## 任务要求
请将“ottoman”改为“footstool”，重新写出从含有“Where can the leather”的那一行起、一直到数据末尾的各行，其余内容保持不变。

(指向数据集摘录)
..............................
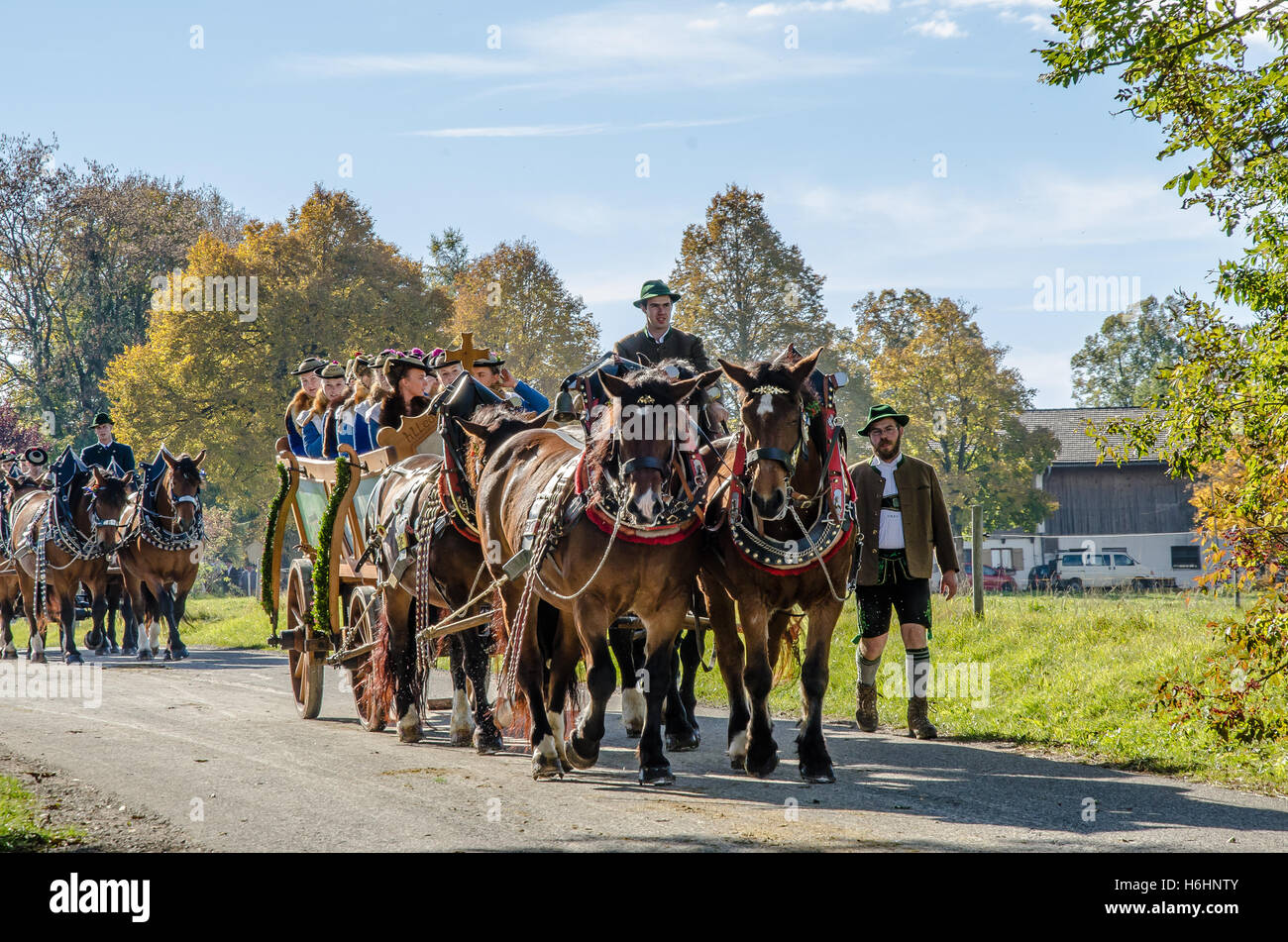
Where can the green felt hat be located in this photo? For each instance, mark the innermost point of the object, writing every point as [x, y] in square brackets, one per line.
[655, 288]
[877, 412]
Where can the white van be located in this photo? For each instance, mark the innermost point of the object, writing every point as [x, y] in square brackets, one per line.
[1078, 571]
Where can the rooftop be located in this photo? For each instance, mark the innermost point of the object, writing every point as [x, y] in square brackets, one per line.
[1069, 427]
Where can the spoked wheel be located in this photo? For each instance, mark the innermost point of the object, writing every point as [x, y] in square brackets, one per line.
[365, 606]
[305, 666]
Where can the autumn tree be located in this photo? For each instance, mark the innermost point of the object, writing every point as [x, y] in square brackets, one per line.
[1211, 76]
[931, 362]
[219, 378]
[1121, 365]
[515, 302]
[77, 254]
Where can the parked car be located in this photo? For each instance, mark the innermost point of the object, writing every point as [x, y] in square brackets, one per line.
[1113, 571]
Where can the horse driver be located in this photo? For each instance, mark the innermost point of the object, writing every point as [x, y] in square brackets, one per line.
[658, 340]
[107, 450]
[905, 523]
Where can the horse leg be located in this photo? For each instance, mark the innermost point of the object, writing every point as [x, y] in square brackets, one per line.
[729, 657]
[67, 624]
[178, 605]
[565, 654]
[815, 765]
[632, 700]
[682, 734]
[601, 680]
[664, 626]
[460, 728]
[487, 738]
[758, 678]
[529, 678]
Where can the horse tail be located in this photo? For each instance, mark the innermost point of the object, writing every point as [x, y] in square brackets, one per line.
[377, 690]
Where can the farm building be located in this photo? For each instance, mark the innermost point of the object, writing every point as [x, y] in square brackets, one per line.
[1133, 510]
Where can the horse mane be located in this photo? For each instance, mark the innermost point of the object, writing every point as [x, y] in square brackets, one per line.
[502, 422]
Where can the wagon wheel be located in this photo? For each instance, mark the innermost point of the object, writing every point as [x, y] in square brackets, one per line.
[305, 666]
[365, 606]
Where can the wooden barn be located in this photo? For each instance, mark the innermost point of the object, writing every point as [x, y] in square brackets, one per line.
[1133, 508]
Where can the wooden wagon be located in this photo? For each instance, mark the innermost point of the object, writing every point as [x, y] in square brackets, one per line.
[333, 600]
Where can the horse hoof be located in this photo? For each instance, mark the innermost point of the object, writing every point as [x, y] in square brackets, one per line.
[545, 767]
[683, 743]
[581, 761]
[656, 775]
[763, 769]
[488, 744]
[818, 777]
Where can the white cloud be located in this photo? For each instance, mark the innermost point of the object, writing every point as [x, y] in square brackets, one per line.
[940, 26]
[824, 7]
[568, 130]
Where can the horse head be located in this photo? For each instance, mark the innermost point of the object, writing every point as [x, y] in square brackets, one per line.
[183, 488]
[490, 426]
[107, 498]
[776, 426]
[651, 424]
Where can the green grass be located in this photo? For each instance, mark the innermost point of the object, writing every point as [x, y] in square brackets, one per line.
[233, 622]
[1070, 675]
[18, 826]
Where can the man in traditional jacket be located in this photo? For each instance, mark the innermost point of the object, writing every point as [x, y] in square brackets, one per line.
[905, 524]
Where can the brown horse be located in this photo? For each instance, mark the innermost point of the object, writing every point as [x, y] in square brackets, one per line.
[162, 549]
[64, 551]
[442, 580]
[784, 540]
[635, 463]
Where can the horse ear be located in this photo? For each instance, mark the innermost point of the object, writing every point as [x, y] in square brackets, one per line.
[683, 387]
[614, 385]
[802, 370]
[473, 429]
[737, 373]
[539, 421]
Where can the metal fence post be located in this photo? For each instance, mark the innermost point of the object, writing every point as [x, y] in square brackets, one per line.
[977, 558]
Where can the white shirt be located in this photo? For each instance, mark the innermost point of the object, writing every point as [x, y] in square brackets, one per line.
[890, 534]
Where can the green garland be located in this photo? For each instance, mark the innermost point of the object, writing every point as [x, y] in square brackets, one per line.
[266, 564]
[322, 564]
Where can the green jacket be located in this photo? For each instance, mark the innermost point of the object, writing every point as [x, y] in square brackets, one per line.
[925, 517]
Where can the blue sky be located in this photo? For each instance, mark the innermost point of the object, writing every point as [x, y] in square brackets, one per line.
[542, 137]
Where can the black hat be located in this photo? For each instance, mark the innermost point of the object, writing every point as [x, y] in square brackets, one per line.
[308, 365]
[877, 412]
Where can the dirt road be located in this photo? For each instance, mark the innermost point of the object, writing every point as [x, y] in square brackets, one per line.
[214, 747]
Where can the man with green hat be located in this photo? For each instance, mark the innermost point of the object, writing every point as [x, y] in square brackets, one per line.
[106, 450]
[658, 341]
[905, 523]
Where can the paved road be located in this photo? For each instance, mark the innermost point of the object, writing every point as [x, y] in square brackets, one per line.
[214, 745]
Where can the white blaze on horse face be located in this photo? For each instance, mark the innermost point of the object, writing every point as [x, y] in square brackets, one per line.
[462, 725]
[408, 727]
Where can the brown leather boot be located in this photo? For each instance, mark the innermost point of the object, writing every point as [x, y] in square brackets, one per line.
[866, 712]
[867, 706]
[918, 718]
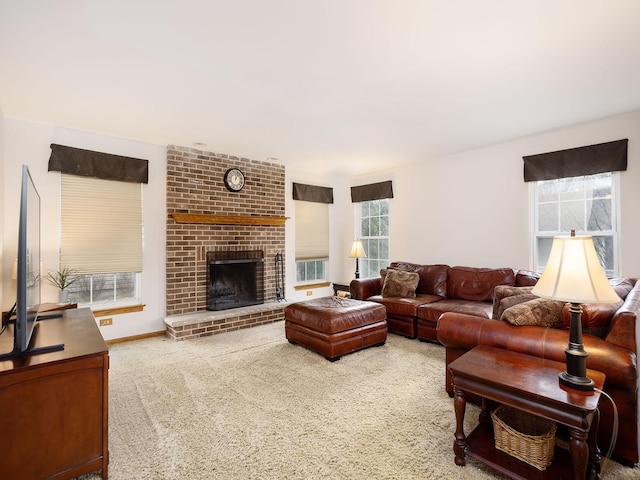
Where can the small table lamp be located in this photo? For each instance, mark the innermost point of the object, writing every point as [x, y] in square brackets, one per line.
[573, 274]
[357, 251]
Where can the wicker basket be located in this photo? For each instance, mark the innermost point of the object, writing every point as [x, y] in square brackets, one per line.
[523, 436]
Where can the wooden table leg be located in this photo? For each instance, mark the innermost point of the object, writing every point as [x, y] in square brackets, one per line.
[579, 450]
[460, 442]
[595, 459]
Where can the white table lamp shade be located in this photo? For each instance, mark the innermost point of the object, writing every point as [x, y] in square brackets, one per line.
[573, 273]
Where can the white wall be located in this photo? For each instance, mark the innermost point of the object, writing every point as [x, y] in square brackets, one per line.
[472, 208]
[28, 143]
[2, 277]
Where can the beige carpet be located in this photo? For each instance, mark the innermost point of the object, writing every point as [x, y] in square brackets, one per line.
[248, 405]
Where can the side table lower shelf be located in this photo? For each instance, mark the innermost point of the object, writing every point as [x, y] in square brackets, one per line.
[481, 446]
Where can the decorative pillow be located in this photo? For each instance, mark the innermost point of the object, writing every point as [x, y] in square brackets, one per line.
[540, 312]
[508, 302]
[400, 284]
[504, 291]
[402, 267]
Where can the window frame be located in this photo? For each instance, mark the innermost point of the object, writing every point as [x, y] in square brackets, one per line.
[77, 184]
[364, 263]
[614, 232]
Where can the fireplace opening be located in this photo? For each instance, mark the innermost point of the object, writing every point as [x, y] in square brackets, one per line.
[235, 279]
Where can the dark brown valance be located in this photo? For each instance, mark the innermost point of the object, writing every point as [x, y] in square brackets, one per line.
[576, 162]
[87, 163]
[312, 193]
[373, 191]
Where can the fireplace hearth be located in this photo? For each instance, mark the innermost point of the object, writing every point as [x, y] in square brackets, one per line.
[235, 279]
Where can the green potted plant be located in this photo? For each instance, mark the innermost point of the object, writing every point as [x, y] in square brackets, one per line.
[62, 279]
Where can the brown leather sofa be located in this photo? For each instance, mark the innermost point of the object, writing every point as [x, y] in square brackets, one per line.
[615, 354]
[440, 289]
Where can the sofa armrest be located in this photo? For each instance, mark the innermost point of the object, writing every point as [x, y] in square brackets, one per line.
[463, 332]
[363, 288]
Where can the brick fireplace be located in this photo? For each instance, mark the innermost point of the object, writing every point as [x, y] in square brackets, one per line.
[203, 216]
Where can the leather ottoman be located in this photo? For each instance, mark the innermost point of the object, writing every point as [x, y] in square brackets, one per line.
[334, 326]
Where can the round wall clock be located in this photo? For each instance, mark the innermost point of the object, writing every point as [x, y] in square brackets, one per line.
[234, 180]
..............................
## 练习答案
Where can the leather footstool be located in this photo? For each instance, mark the innermost point of the object, writing every point as [x, y] in square brackets, one per line.
[334, 326]
Where can the round wall clock be located in this photo? For each instance, mark the innermost point of the object, writing every point as [x, y] in square brackets, one per line.
[234, 180]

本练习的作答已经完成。